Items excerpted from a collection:
---
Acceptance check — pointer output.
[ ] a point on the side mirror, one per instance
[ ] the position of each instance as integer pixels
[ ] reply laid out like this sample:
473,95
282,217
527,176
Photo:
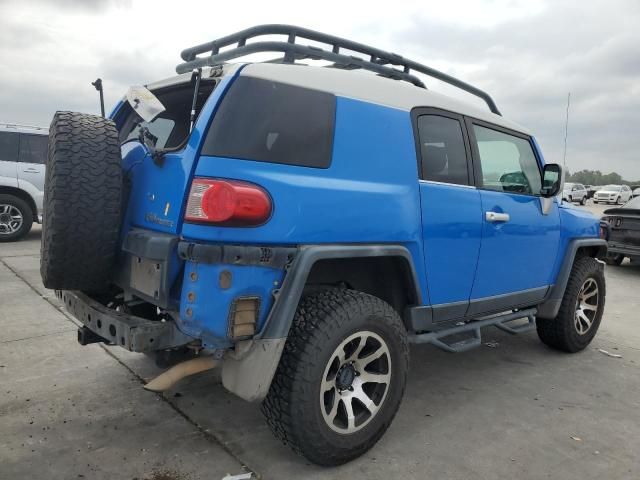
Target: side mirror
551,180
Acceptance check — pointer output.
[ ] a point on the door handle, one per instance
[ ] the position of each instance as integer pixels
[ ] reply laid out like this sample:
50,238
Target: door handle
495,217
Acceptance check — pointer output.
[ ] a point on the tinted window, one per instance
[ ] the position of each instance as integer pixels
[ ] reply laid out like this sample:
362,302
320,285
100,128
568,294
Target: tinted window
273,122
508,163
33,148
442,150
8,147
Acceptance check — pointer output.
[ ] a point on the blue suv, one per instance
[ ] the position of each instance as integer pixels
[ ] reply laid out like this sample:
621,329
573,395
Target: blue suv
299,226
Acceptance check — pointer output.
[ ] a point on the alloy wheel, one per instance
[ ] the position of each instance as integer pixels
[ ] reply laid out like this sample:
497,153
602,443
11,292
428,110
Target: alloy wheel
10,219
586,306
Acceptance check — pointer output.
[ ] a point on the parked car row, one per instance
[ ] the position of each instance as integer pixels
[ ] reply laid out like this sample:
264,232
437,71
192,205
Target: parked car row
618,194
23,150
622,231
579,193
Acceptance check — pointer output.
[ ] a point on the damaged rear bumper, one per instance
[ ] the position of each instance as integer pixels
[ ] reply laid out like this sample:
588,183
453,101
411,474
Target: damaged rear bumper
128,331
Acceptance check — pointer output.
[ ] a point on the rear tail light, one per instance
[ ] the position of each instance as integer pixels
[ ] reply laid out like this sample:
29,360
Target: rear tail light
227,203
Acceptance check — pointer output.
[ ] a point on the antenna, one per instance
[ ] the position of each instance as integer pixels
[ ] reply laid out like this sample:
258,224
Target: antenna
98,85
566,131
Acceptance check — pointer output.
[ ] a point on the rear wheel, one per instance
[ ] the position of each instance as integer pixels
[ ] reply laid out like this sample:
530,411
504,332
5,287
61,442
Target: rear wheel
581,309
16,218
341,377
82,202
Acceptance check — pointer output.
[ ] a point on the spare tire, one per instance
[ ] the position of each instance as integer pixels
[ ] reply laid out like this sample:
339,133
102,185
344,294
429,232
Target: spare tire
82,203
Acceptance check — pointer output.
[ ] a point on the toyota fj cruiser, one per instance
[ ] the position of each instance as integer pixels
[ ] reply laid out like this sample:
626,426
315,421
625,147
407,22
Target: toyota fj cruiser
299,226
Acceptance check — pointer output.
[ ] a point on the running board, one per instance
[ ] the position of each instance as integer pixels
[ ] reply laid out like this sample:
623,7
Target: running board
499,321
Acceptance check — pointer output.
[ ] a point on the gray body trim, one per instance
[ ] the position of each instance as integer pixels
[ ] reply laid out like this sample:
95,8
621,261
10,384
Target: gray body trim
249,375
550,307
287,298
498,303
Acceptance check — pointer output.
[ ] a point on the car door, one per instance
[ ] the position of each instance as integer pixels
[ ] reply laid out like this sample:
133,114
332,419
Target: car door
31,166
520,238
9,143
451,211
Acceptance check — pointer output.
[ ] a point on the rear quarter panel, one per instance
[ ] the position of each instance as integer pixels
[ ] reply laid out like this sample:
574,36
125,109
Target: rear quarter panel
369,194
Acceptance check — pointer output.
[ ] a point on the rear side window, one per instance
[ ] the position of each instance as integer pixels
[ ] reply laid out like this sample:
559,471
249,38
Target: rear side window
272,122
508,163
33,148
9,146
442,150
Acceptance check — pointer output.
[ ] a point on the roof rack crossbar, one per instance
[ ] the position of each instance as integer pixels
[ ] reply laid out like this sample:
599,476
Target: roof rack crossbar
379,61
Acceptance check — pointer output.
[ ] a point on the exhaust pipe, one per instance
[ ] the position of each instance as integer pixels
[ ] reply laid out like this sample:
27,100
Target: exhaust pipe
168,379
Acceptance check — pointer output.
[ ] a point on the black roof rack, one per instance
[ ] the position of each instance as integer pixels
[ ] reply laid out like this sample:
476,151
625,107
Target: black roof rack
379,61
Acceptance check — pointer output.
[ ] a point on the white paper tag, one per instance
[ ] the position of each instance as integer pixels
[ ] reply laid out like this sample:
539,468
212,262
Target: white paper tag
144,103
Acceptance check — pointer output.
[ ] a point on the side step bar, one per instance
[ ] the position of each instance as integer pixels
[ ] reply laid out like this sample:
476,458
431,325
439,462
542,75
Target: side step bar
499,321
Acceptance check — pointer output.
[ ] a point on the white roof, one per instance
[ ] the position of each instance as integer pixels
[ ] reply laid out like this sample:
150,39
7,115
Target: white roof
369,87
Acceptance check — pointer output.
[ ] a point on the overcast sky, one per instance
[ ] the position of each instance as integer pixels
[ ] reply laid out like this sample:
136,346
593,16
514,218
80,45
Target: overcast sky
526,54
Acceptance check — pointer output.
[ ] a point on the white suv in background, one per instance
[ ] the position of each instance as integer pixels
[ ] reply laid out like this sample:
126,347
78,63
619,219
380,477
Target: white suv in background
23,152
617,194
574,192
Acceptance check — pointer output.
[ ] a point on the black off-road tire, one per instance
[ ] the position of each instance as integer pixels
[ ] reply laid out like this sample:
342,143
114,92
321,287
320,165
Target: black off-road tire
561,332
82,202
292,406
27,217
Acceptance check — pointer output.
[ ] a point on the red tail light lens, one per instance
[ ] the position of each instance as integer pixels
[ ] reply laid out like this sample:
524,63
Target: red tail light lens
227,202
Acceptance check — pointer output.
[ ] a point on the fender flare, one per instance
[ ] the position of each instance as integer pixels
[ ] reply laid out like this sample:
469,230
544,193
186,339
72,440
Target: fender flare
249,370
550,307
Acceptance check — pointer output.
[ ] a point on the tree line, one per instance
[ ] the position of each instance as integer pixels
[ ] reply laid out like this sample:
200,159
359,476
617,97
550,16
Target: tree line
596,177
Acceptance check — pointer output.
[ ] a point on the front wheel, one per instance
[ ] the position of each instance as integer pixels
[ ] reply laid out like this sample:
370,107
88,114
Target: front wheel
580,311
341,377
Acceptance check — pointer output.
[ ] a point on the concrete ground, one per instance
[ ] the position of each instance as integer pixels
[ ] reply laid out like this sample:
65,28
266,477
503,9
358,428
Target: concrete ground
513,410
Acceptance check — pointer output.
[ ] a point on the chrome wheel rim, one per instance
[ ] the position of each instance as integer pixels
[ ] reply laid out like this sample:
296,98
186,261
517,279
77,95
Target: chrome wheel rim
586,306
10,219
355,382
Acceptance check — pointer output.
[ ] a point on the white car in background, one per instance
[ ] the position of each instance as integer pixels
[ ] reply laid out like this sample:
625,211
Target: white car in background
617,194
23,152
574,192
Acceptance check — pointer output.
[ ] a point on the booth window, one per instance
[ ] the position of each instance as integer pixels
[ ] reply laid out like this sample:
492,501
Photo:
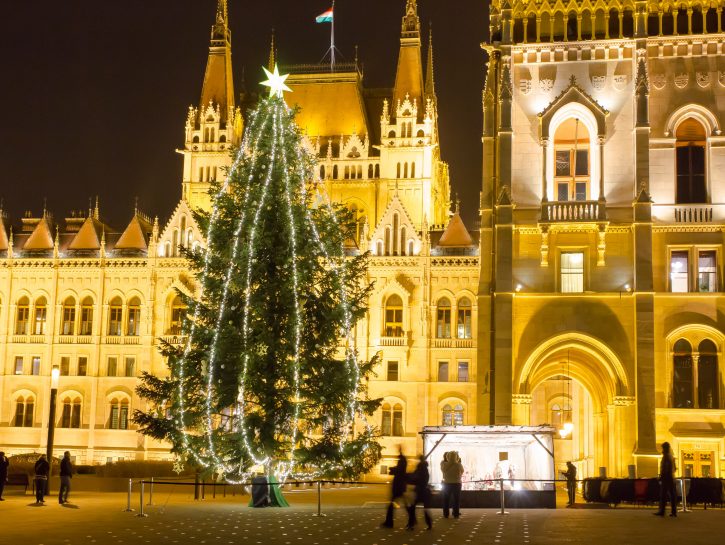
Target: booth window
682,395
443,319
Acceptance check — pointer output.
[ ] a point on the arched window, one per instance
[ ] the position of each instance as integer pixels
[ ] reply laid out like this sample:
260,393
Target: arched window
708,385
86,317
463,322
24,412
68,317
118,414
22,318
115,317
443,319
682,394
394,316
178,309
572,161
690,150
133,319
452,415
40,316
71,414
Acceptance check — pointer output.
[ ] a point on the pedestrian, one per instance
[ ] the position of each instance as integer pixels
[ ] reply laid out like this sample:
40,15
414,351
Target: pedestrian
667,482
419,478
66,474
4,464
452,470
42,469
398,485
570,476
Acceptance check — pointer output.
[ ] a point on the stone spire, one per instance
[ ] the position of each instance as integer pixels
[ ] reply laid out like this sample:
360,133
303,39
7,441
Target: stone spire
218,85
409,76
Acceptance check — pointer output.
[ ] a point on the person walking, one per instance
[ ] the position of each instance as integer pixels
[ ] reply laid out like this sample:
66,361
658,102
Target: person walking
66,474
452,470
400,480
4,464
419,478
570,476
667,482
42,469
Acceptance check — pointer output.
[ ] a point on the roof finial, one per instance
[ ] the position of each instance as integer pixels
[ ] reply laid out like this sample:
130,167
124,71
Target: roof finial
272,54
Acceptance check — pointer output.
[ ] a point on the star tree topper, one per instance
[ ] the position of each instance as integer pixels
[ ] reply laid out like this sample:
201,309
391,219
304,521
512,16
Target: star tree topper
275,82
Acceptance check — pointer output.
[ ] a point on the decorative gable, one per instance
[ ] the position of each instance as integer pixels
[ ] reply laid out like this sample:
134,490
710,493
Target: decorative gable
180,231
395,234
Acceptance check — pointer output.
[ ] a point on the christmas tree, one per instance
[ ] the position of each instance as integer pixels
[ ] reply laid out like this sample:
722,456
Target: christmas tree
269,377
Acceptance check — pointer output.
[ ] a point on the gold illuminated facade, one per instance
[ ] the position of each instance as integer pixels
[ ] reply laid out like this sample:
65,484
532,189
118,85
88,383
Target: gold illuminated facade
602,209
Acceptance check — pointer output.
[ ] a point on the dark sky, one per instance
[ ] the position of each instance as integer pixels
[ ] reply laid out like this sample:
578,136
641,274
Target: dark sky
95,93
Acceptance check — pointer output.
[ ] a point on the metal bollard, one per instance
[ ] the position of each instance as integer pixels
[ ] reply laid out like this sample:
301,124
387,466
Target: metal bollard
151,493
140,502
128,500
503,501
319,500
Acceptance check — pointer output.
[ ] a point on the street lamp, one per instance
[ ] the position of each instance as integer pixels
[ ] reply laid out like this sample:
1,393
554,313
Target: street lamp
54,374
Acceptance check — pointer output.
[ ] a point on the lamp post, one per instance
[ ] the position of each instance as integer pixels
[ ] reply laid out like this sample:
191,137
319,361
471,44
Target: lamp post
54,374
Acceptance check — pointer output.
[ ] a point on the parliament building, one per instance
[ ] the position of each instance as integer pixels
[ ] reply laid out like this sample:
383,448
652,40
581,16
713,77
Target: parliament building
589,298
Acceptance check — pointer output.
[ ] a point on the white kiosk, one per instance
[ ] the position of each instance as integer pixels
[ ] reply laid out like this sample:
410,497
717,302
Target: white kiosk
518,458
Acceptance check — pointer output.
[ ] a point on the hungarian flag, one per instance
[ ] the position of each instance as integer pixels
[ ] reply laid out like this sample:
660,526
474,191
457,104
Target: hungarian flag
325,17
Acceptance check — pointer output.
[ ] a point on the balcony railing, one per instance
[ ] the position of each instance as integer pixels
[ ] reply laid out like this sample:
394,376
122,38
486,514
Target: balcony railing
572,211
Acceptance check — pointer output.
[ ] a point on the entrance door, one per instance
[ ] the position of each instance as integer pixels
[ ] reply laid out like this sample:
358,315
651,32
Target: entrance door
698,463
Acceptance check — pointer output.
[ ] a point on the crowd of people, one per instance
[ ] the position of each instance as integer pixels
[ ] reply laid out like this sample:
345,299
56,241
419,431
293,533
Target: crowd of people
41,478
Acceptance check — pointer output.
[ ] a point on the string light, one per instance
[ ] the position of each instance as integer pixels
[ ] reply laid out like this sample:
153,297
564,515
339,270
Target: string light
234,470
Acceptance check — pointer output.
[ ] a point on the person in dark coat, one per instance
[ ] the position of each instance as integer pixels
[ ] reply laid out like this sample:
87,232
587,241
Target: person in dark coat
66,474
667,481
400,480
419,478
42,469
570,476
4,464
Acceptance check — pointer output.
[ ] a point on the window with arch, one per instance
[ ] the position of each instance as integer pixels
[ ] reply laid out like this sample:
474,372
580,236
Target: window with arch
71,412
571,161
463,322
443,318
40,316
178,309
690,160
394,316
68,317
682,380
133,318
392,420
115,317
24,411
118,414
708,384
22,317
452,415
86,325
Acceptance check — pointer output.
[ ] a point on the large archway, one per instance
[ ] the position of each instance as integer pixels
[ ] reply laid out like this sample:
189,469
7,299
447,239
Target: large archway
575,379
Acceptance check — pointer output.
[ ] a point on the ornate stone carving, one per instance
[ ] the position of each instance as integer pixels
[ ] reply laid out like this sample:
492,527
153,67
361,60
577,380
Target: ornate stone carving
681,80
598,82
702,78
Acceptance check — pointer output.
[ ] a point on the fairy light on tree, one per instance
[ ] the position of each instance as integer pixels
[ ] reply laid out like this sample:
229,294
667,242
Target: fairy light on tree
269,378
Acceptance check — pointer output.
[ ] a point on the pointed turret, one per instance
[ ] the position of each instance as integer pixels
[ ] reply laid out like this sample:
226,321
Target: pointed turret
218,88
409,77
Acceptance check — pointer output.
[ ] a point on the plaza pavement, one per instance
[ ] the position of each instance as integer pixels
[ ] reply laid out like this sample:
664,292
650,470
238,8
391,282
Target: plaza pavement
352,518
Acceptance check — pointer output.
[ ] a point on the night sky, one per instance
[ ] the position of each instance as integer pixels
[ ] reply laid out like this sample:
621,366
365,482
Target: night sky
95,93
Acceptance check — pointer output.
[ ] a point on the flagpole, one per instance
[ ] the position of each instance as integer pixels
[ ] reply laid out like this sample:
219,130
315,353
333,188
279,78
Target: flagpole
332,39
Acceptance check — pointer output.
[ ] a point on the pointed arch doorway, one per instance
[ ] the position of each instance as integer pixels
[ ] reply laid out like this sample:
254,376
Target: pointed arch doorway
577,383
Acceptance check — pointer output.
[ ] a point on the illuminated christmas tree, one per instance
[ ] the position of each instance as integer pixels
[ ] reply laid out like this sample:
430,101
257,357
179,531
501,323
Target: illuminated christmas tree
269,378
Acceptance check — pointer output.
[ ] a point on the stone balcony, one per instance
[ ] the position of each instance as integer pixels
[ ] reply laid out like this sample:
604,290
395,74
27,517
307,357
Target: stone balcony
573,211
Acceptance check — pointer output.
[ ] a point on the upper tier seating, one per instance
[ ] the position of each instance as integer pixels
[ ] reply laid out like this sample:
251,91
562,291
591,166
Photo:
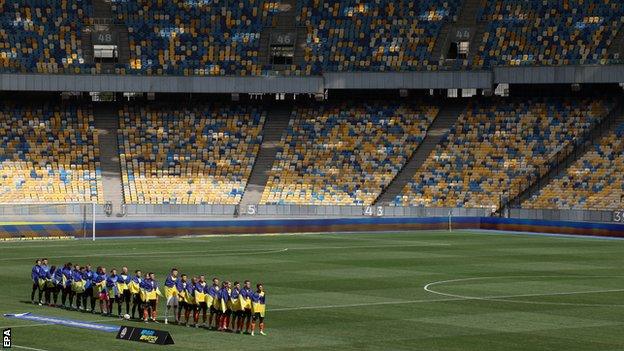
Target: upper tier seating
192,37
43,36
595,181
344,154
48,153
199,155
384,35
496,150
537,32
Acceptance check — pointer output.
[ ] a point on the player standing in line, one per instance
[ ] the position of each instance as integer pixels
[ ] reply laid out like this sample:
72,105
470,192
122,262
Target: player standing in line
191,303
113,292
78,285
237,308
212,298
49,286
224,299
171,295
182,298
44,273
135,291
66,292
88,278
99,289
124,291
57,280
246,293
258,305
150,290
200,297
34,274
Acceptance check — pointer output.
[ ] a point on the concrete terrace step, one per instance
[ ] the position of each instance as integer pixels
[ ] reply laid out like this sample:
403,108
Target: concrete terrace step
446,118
---
_Your goal:_
Which lines of the items above contain the word "booth"? Identify them by copying each such line in full.

_Exercise solution:_
[ ] a point on the booth window, one per instance
Target: booth window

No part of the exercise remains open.